● EXERCISE DIRECTIONS
Extend the forum reply on coherence in viral capsids, starting immediately after its final sentence.

● STUDY TEXT
········

GoldGoose
I've finally got some time to write a longer response.
Thank you for the close reading and the great catch on What is Life? I've added a correction post above (wish I could get it to appear directly under the abstract!). You're right that Schrödinger introduced the aperiodic crystal specifically as the physical basis of hereditary information, not as a wholesale claim about how living matter functions. I accidentally blended that with his broader discussions of order and coherence in biological systems, so thanks for the correction.
On capsid coherence and function:
Viral capsids are highly ordered nanostructures, and their symmetry supports collective vibrational normal modes, essentially "drumhead-like" mechanical oscillations of the shell. These modes have been directly measured in single virions using ultrafast pump–probe spectroscopy, high-speed AFM, terahertz scattering, and Brillouin/optomechanical methods. These measurements establish classical coherent vibrations across the capsid. Recent theoretical work (e.g., PNAS 2024 and the 2025 arXiv paper linked below) suggests that, in principle, these collective modes could transiently exhibit quantum-like coherence similar to what's been observed in a few other protein complexes of comparable size. If present, such coherence would be short-lived and is currently purely theoretical for viral capsids, with no experimental demonstration yet. If such short-lived coherence exists, it could potentially affect coordinated conformational changes or influence assembly pathways. The functional advantage would be faster, more accurate assembly, hundreds of protein subunits finding their correct positions more efficiently than through random diffusion alone, which would reduce the burden on host cell resources and shorten the time window when partially assembled capsids are vulnerable to degradation or immune detection. This doesn't mean viruses necessarily exploit quantum mechanisms, but capsids do provide unusually clean, symmetric biological structures where subtle coherence effects (classical or quantum) could be experimentally probed.

········

● EXCERPTED DATA
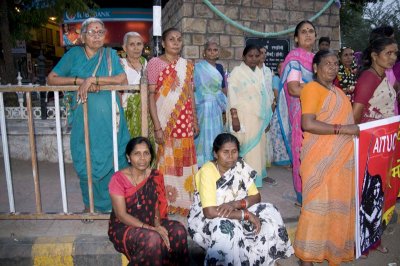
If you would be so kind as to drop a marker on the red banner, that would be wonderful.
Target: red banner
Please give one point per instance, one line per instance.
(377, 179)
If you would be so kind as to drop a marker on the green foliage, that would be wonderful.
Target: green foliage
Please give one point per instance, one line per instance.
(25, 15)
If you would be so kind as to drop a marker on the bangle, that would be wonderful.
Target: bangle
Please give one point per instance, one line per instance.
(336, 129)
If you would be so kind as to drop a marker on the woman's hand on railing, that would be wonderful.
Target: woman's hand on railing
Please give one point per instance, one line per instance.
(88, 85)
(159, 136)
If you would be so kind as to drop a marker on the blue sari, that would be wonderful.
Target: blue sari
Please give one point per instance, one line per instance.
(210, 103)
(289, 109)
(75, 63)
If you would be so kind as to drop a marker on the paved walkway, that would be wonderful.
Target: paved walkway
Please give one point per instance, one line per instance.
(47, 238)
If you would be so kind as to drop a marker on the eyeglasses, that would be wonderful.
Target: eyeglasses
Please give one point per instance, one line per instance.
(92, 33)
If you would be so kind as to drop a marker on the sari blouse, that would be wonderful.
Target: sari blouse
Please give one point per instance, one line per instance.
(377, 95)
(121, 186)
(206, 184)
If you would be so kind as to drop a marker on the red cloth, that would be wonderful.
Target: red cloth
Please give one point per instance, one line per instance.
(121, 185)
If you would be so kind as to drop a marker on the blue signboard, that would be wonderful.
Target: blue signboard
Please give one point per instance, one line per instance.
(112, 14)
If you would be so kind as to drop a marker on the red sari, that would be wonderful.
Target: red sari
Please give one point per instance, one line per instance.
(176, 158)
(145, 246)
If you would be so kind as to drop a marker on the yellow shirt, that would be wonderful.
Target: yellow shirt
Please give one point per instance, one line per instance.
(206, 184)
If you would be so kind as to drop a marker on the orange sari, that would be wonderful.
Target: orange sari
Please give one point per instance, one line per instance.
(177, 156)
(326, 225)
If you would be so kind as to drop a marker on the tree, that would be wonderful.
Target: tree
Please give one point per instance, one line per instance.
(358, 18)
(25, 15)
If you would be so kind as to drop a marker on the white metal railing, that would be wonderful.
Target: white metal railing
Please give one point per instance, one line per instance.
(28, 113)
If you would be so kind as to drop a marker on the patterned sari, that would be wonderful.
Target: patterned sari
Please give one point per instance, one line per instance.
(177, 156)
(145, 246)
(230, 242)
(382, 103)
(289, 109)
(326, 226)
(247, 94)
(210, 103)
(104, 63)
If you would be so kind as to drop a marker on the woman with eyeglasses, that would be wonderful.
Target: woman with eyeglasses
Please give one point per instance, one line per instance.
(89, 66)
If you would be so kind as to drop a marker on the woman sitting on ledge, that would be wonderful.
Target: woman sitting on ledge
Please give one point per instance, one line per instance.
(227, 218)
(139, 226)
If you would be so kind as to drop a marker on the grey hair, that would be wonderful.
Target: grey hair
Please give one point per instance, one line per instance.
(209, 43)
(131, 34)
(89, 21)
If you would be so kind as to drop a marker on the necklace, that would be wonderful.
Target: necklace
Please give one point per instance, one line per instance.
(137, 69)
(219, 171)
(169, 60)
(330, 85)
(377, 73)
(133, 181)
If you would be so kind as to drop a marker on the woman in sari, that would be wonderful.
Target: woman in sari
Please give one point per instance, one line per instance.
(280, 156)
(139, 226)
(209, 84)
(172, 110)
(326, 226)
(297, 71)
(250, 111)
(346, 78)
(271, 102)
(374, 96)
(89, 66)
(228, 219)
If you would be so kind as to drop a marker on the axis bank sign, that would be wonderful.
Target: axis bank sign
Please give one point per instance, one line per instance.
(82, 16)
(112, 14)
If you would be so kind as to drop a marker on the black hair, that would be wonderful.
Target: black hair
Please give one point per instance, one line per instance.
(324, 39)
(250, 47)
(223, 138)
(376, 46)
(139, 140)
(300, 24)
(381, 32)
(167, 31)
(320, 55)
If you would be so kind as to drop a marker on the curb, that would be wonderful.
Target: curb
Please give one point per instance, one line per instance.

········

● EXERCISE RESULT
Some relevant recent references:
https://www.pnas.org/doi/10.1073/pnas.2420428122
https://arxiv.org/pdf/2501.05459
Regarding feasibility:
Level 1 experiments (D₂O/H₂O substitution kinetics) use standard enzymology techniques and could be implemented in well-equipped molecular biology labs with enzymology experience, though they're not commonly done in virology. Capsid vibrational spectroscopy builds on the same ultrafast methods used to study coherence in photosynthesis, and several biophysics groups have already applied these to viral particles, but the assays require specialized ultrafast-optics facilities or collaborators. Magnetic-field perturbation experiments draw from magnetoreception research and are technically feasible, but they need dedicated coils and controlled environments, so more of a specialized setup. Level 1 is fairly practical; Levels 2–3 push into frontier territory but remain grounded in existing techniques (depending on which specific experiments we're talking about).
I'm actually hoping to attempt some of the simpler Level 1/Level 2 experiments (or similar variants) myself over the next year or so, and I'm interested in technical feedback and potential collaborators. It would be great if this contest entry led to some real experiments!